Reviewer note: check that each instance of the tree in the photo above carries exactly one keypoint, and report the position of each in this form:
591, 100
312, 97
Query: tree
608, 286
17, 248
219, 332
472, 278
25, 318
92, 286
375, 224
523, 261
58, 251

--------------------

» **Work required**
Start to finish, restate the records above word for word.

» **Response area**
Reviewer note: check that each instance of the tree in the photo above carries exactly one keypoint, and report the position of each in this form:
591, 100
312, 97
Query: tree
608, 286
17, 248
219, 332
472, 278
25, 318
92, 286
375, 224
523, 261
58, 251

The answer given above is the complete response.